-- Challenge --
Render each of the lines below as one row of a two-column CSV with the headers line and coordinates. Put each line's text and its answer in separate quoted fields, replace line breaks with spaces, and leave out the pictures.

-- Input --
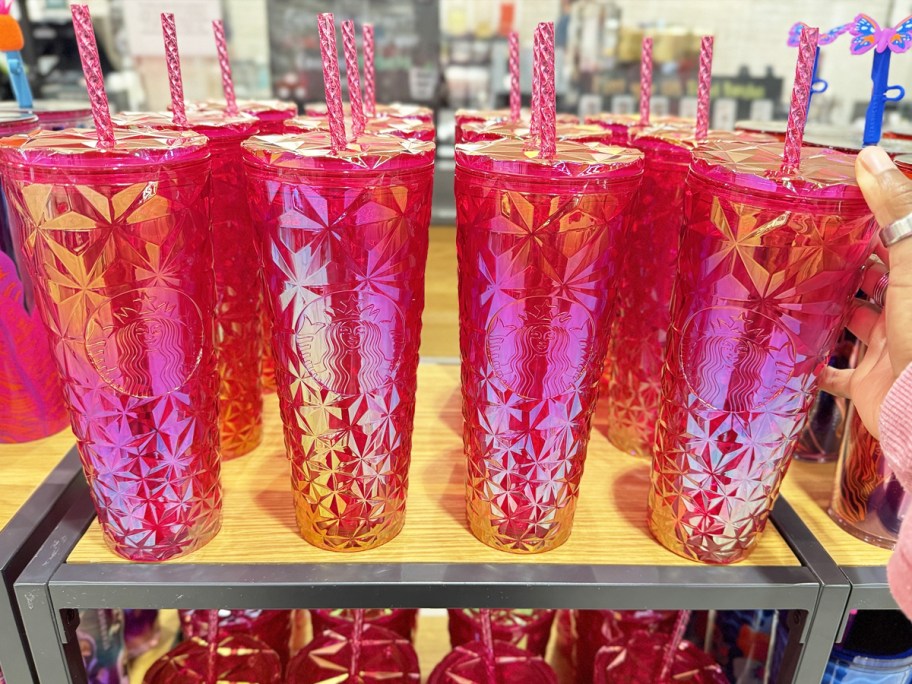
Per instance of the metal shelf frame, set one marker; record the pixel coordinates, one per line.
(20, 539)
(50, 591)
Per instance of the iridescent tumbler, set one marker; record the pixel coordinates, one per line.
(344, 243)
(117, 244)
(30, 389)
(238, 288)
(537, 246)
(768, 264)
(629, 403)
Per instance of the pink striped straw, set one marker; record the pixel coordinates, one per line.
(703, 88)
(536, 58)
(645, 80)
(221, 47)
(351, 73)
(172, 58)
(487, 641)
(547, 96)
(212, 652)
(354, 665)
(804, 73)
(91, 69)
(331, 81)
(370, 93)
(515, 95)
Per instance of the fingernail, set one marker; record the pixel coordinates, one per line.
(875, 160)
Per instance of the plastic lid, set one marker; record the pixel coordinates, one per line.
(467, 116)
(396, 110)
(572, 160)
(824, 174)
(210, 122)
(777, 127)
(489, 130)
(401, 128)
(255, 107)
(312, 151)
(851, 141)
(76, 107)
(78, 148)
(17, 121)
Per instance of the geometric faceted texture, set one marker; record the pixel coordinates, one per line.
(344, 250)
(372, 655)
(272, 627)
(767, 267)
(234, 659)
(629, 401)
(473, 663)
(868, 501)
(402, 621)
(537, 260)
(30, 390)
(238, 287)
(239, 295)
(526, 628)
(639, 659)
(117, 247)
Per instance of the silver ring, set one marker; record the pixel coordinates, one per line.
(896, 231)
(879, 292)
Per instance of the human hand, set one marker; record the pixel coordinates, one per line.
(887, 332)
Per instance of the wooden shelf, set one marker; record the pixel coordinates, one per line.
(808, 487)
(440, 321)
(25, 466)
(259, 525)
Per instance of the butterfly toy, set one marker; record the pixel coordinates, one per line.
(869, 35)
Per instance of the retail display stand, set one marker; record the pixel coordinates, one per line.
(259, 561)
(36, 489)
(859, 566)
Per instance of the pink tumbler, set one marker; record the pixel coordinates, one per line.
(769, 261)
(117, 244)
(409, 129)
(537, 245)
(344, 242)
(30, 389)
(238, 287)
(271, 114)
(526, 628)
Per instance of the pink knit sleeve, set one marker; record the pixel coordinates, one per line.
(896, 428)
(896, 442)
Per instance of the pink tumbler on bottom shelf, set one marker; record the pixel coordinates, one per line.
(768, 264)
(638, 659)
(238, 289)
(272, 627)
(344, 241)
(117, 245)
(402, 621)
(375, 656)
(537, 245)
(508, 664)
(528, 629)
(235, 659)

-- Exercise answer --
line,coordinates
"Per instance of the metal shelf frame, set one marker; record the pixel coordinates, one per line.","(20, 539) (50, 591)"
"Per instance of the iridescent tumbler, set one marker; record the pixel coordinates, one per line.","(344, 243) (117, 244) (30, 389) (238, 288) (537, 246) (768, 264) (629, 403)"
"Per instance of the pink striped straw, set one marker; record the pixel coordinates, one per line.","(703, 88) (536, 58) (645, 80) (221, 47) (351, 73) (172, 58) (487, 641) (547, 96) (212, 652) (354, 665) (804, 73) (91, 69) (331, 81) (370, 93) (515, 95)"
"Per instance of the fingernail, set one marker; record the pixel coordinates, one per line.","(875, 160)"
"Per instance of the plastic lid, set one marker; record the pixel coordinates, one per line.","(467, 116) (396, 110) (572, 160) (824, 174) (210, 122) (777, 127) (489, 130) (401, 128) (255, 107) (312, 151) (851, 141) (76, 107) (78, 148) (17, 121)"
"Per instance of the geometric faceted texture, set one marker; record the pixel coordinates, one per line.","(344, 250) (372, 655) (272, 627) (767, 267) (234, 659) (629, 401) (473, 663) (868, 501) (402, 621) (537, 260) (30, 390) (238, 287) (239, 295) (526, 628) (639, 659) (117, 247)"
"Per instance of the silver ring, set one marker; record the pixel coordinates, one per line.","(896, 231) (879, 292)"
"Per instance of the human hand, set one marker; record the pixel coordinates, one per line.","(887, 332)"
"Per instance of the wooden shelf, set one marker; record the pixel coordinates, one per line.","(808, 487) (440, 321) (25, 466) (259, 525)"
"Per instance of the butterfly toy, set one marker; record the pixel coordinates, one per line.","(869, 35)"
"Per instance of the retail display stand, set one marker; record the pixel coordinates, one per line.","(259, 561) (36, 489) (859, 566)"
"Per instance of the pink tumbler, set one marker; record the pixel coordinates, one per line.","(769, 261) (117, 244) (409, 129) (537, 245) (344, 242) (30, 389) (238, 287) (271, 114) (526, 628)"
"Per instance of the pink knit sleeve, set one marker; record the pixel coordinates, one per line.","(896, 428) (896, 442)"
"Per instance of the pink tumbler on bottom shelf, set one marker; record the pixel coordinates, one per line.","(768, 264) (638, 659) (238, 289) (272, 627) (344, 241) (117, 245) (402, 621) (375, 656) (537, 245) (508, 664) (528, 629) (235, 659)"